## TEXT TO READ
(begin)

Why
such a title, Wretchedness of Warum? Perhaps, because the splendid
philosophical question Why man at all? has become so inextricably
entangled with the whining of the other Warum?-- Why do I suffer?, that
the legitimate inquiry drowns in petty complaint, and the positive kernel of objectivity
is lost in the negative cesspool of pointless subjectivity.
The
reader may have guessed already from looking at the blue font below that this
is another reflection on a Nietzsche passage, and if you have, you have guessed
correctly.
“…Apart from the ascetic ideal, man had no meaning so far. “Why
man at all?” was a question without an answer. This is precisely what the
ascetic ideal means: something was lacking. Man did not know how to justify, to
affirm himself; he suffered from the problem of his meaning. He also suffered
otherwise, he was in the main a sickly animal, but his problem was not
suffering as such, but that there was no answer to the question: “Why do I
suffer?” Man, as the bravest of animals, does not repudiate suffering, he
desires it. The meaninglessness of suffering, not the suffering itself, was the
curse that lay over mankind, and the ascetic ideal offered man meaning!” [From Nietzsche’s Genealogy of Morals; 3rd
Essay (28).]
Here
is a sparkling variation on the well-known German “Warum?!” Assuming
that there is more to it, in practical terms, than abstract philosophical
curiosity par excellence, is this a peculiar theological question of the
seemingly irrational, theologically speaking, unpleasantness of Evil. (“Why
do bad things happen to good people?” Presumably, only the good people are
supposed to ask it, because all the bad people ought to know it already!) Or can
it be the more sociologically oriented question of Injustice?

(end)

[Extracted data entries]
(begin)

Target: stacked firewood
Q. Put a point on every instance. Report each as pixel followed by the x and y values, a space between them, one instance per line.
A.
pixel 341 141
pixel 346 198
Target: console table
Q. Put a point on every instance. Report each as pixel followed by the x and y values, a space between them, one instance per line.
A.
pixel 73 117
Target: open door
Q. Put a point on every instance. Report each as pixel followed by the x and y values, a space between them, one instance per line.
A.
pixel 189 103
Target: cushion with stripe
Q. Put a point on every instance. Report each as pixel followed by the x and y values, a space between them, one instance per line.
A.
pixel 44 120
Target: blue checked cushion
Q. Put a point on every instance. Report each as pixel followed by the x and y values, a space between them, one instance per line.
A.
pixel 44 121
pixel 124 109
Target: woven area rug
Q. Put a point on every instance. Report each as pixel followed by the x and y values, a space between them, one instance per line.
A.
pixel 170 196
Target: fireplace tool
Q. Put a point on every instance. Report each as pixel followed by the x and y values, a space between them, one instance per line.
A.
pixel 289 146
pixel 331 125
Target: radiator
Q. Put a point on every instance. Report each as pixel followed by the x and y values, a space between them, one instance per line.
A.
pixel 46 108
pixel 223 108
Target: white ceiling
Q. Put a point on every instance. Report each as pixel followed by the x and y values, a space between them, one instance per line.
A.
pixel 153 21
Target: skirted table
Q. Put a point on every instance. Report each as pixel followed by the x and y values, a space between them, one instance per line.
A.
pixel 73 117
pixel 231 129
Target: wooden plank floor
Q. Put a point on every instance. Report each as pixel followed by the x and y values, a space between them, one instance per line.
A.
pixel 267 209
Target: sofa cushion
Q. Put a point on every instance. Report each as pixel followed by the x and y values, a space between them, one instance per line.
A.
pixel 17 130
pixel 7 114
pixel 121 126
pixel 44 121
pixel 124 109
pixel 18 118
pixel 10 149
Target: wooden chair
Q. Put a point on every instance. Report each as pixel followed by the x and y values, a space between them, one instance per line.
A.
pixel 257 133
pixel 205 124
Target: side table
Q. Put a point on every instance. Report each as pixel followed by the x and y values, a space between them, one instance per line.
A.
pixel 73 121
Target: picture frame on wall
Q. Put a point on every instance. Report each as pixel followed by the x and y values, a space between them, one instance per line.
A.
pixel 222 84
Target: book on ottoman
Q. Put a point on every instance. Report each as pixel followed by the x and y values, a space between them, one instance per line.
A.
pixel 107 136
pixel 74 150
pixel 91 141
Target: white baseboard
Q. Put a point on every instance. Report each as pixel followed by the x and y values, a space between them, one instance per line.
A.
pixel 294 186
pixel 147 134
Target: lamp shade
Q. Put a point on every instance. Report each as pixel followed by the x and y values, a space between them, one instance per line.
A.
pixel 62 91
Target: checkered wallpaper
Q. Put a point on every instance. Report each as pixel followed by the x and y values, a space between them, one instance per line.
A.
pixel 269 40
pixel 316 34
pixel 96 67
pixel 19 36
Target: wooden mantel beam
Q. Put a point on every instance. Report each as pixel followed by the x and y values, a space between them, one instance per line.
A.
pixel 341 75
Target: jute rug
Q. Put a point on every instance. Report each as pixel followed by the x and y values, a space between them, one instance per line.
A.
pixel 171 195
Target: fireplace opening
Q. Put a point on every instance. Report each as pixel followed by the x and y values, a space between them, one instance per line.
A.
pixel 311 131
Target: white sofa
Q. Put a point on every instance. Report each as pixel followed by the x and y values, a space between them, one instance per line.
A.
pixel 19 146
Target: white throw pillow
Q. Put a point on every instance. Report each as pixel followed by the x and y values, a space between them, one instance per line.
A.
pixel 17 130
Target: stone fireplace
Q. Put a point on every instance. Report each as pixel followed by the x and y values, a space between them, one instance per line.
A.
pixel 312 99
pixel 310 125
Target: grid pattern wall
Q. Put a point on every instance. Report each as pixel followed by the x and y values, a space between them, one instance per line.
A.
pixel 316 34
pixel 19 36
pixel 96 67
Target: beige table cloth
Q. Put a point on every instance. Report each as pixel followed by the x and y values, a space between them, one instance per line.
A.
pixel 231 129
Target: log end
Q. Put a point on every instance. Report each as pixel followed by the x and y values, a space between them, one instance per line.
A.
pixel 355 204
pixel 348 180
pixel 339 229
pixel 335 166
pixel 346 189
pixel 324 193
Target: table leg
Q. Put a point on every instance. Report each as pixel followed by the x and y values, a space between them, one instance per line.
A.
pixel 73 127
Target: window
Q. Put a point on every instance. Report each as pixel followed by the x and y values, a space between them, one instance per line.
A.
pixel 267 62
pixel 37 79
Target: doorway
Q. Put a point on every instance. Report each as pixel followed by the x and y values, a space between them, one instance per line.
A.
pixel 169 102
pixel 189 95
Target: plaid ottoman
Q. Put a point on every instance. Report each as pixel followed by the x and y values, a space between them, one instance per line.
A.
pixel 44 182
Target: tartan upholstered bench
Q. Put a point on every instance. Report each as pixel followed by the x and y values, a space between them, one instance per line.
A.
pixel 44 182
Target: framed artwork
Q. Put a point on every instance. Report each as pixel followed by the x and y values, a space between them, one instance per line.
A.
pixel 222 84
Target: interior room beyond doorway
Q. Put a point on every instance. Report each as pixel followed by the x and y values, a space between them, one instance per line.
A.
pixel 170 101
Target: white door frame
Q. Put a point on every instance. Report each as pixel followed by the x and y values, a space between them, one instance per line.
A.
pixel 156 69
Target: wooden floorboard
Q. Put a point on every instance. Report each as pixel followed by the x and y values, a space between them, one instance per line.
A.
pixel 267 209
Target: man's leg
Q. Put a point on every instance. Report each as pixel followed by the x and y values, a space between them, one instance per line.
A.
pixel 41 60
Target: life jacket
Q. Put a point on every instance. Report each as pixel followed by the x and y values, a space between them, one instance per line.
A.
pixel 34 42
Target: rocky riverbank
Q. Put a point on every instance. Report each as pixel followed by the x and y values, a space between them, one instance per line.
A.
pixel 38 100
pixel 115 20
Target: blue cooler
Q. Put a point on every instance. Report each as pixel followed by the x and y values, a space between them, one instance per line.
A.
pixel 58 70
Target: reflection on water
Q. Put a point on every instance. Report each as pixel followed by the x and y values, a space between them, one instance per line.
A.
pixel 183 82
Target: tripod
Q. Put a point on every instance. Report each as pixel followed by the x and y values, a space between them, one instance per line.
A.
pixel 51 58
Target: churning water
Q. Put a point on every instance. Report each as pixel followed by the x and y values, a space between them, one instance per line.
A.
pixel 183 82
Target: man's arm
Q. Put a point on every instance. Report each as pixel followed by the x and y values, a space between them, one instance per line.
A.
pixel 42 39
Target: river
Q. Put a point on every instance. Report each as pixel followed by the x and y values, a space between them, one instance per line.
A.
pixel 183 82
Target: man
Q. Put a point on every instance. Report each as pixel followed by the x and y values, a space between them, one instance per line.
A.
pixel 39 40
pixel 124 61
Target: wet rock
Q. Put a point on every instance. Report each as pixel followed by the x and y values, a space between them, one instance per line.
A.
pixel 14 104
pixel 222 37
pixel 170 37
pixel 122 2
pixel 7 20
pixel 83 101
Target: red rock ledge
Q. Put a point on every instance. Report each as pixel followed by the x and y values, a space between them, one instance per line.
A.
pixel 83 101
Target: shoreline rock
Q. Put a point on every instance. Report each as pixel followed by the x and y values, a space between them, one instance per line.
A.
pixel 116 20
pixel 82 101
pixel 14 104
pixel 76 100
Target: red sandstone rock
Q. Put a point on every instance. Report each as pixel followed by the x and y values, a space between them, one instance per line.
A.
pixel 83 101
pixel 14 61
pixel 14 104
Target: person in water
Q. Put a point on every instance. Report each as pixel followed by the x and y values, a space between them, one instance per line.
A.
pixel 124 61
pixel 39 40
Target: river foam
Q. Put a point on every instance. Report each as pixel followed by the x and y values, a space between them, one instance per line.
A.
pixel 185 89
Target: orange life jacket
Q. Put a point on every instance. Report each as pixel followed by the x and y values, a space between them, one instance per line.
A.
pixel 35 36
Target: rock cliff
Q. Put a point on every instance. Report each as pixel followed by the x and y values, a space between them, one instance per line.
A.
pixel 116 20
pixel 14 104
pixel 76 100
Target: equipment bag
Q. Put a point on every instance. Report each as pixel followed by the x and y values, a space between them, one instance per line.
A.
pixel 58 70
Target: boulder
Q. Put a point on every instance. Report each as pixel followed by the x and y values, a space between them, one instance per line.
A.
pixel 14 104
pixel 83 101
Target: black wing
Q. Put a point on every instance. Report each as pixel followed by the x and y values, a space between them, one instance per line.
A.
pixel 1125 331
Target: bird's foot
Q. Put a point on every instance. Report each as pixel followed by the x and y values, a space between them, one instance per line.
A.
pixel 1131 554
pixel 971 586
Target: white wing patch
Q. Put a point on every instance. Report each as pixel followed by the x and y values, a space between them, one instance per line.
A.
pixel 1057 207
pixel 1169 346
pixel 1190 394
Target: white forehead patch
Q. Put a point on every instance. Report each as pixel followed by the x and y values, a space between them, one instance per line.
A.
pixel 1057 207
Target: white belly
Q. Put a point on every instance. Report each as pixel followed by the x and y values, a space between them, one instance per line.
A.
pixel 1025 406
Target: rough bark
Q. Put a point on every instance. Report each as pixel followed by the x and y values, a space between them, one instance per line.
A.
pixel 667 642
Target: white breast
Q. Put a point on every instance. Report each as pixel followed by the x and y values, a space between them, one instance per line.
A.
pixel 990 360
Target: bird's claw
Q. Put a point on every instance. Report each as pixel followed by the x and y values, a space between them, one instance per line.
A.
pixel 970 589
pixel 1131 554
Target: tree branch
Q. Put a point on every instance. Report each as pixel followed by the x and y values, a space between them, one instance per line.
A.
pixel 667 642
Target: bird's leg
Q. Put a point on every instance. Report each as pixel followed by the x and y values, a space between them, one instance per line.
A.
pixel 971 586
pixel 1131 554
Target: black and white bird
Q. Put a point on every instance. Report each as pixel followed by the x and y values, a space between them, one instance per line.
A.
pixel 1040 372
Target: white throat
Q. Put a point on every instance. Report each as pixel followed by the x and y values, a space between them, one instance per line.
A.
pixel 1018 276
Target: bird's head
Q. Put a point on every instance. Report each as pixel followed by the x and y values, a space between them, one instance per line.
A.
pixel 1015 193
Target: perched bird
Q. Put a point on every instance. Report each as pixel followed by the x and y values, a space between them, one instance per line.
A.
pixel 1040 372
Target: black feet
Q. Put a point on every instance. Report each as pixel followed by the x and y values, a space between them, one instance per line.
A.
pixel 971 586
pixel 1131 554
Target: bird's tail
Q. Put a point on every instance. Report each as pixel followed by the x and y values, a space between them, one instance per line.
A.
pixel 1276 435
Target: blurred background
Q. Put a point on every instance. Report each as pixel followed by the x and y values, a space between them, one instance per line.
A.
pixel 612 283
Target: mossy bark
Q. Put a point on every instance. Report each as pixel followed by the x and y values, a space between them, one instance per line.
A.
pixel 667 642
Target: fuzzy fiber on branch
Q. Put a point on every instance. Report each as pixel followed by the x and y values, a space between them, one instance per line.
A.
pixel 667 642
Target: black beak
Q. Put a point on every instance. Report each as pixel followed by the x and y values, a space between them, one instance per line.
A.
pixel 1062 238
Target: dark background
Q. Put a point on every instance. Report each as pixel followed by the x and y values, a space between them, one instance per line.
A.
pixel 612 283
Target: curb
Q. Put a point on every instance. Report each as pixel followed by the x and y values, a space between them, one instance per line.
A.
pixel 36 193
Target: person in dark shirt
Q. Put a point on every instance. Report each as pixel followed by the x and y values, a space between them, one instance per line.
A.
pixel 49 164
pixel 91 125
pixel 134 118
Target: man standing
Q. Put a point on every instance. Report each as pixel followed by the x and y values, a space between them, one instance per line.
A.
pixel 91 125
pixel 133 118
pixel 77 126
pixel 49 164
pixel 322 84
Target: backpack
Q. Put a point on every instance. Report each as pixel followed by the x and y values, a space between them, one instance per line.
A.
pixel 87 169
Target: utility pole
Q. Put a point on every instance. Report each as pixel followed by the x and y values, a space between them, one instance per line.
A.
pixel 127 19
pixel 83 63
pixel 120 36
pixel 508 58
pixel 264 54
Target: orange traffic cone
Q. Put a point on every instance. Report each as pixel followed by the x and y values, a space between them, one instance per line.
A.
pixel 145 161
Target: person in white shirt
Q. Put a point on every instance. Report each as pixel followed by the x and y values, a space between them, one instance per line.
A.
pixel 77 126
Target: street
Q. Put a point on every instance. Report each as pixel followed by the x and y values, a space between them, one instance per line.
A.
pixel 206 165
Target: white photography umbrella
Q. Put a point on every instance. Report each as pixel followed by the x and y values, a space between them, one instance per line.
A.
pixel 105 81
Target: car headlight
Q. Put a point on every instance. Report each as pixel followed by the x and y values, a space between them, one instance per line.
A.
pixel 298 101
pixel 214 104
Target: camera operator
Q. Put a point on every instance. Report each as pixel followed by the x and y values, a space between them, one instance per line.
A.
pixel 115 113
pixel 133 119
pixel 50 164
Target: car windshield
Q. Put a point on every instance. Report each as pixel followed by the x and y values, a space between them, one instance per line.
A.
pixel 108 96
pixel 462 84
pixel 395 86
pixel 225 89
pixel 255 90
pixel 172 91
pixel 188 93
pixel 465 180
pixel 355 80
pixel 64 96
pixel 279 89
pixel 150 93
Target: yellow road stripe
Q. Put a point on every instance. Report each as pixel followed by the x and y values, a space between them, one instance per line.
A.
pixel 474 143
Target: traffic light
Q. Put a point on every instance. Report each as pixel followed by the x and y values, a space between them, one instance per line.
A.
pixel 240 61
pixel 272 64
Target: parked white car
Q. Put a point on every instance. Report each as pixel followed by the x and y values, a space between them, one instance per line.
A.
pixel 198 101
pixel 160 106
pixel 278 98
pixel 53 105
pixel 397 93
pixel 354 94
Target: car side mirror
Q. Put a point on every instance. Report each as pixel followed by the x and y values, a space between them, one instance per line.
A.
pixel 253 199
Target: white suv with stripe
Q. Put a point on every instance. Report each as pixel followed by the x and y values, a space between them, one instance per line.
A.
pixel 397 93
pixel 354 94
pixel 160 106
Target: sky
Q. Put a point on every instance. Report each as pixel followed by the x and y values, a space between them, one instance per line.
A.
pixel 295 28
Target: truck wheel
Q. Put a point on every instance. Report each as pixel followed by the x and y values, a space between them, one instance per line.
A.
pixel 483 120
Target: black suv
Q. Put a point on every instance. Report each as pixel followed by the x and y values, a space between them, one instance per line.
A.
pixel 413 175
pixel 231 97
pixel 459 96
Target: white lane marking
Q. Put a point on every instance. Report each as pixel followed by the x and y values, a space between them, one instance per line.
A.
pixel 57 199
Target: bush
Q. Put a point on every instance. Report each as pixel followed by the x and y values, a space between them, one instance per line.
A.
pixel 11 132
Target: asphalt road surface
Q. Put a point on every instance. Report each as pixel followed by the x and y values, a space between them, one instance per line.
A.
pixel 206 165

(end)

## REQUIRED WORK
Extend the essay on the German "Warum?" and Nietzsche's ascetic ideal, picking up right after its final sentence.

## WRITTEN ANSWER
But,
come to think of it, I have another idea. Granted that the teleological
argument is the most appealing argument in the quest of converting faith into
knowledge, or instinct into reason, a much better argument than the one from
design, and all the rest,--- what if this great Nietzschean question: “Why man at all?” is
man’s attempt to prove teleologically, alongside God… his own
existence?! The Cartesian “Cogito, ergo sum!” is, perhaps, no
longer good enough to prove anything, although, as I noted before, I believe
that it is still full of its pristine original merit wherever innocence has not
been hopelessly lost.
In
a nutshell, the answer to Nietzsche’s inquiry can be put as this:
Man’s
Warum? is not about suffering. “Why
man at all?” is not the right way of putting it, either. Just like
Dèscartes was preoccupied with this question without being quite able to
formulate a convincing answer, man is mostly preoccupied with the fact of his
own existence. If all reality is so illusory, how can we know that man is not a
figment of an inflamed imagination, not some fiction of a thought that exists
and thinks of its own, using man as a host only. In other words, how can man
prove to himself that he, not God, but man, exists at all?
To
put it in a nutshell, Warum? is a
wretched question. A much better way of asking it would be: Wieso?
A
splendid philosophical puzzle! It would have been very much to Nietzsche’s
liking… and maybe it is?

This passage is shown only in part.